WHAT YOU NEED TO DO -
Please write out, exactly as they appear, the line containing "Spot every instance of the lace" and every line after it to the end of the records, and nothing more.

(Natural-language object grounding data)
[Start of Attachment]

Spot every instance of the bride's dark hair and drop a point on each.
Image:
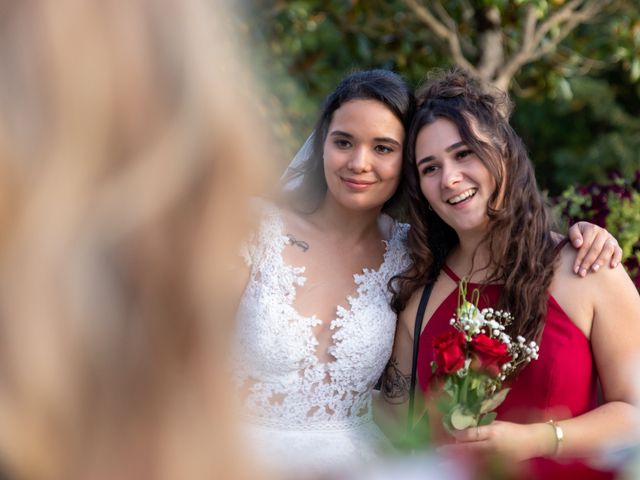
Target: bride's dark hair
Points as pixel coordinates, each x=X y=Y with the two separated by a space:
x=383 y=86
x=519 y=239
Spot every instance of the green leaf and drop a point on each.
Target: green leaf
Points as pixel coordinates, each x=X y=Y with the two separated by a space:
x=461 y=419
x=487 y=419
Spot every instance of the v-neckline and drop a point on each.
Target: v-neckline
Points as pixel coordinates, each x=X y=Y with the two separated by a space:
x=341 y=313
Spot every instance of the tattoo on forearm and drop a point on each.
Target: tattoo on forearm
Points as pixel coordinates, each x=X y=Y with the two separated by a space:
x=298 y=243
x=395 y=385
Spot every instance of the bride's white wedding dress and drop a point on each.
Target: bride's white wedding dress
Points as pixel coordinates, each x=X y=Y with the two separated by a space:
x=305 y=414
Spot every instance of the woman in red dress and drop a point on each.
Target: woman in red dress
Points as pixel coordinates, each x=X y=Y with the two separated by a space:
x=476 y=212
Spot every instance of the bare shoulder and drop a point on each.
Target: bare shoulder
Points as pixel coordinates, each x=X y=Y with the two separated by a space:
x=599 y=294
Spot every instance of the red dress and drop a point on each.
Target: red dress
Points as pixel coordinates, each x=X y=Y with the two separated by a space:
x=560 y=384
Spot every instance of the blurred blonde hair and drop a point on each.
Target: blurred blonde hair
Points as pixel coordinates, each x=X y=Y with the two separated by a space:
x=129 y=145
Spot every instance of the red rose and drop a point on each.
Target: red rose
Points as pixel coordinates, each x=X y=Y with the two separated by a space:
x=491 y=353
x=449 y=352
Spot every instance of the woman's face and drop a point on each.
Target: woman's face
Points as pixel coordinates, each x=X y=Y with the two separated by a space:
x=453 y=179
x=363 y=155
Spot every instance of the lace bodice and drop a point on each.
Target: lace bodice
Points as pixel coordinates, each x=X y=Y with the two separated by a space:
x=276 y=360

[End of Attachment]

WRITTEN REPLY -
Spot every instance of the lace bodice and drop a point on each.
Target: lace bodice
Points as pixel coordinates, each x=X y=Y with the two separated by a space:
x=276 y=360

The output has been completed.